Task to complete | Pull the text of every entry below out verbatim, leaving the pictures out of your answer.

+++ Data section

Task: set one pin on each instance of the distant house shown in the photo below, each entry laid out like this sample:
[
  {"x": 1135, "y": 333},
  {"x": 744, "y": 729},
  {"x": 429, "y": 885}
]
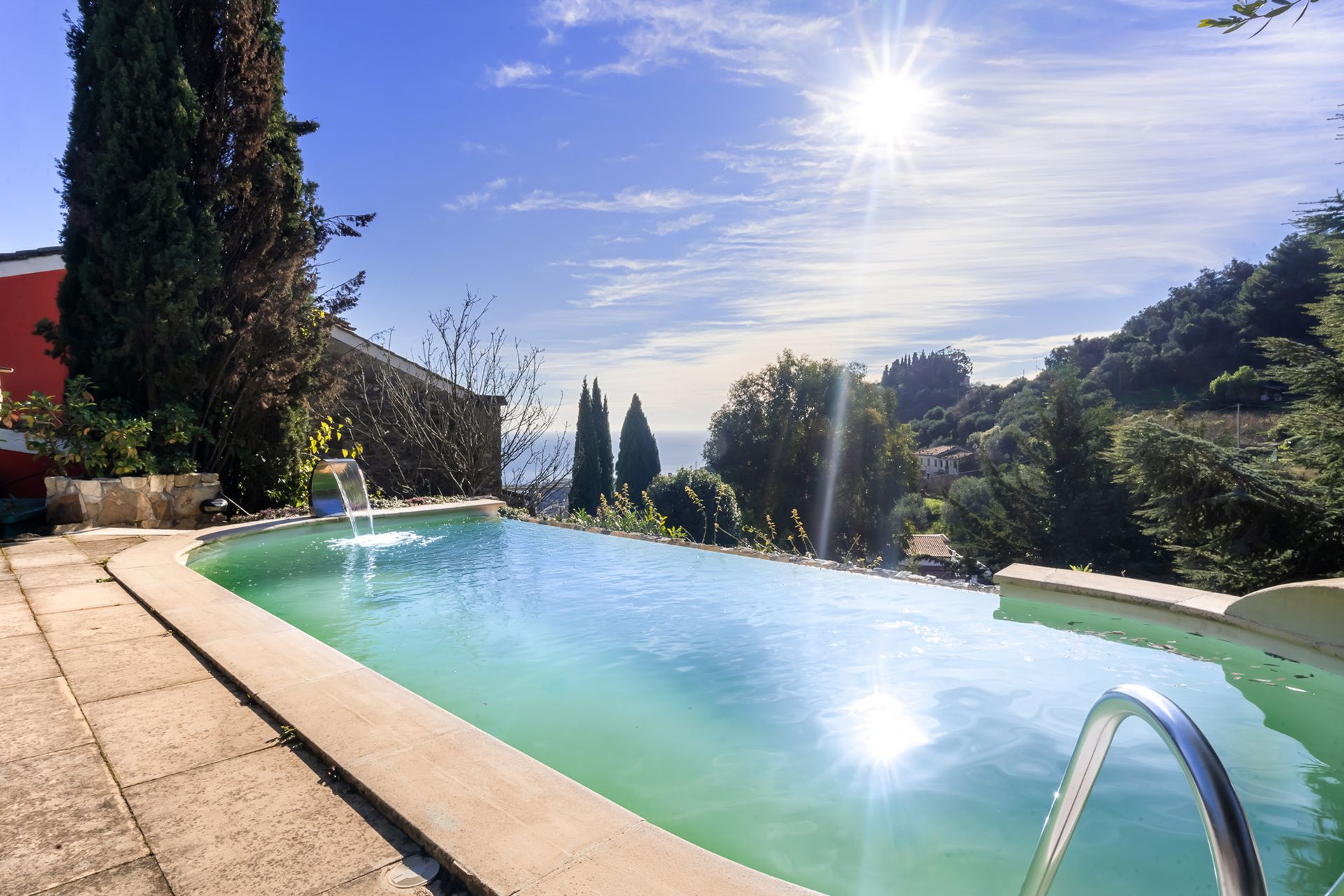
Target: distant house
[
  {"x": 933, "y": 552},
  {"x": 945, "y": 460},
  {"x": 452, "y": 426},
  {"x": 1272, "y": 391}
]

++++++

Solution to this exercise |
Task: set one pin on each instance of the distant house shown in the photo below, each entry laid out like this sample:
[
  {"x": 1135, "y": 333},
  {"x": 744, "y": 729},
  {"x": 429, "y": 885}
]
Target: distant house
[
  {"x": 933, "y": 552},
  {"x": 945, "y": 460},
  {"x": 452, "y": 426},
  {"x": 1272, "y": 391}
]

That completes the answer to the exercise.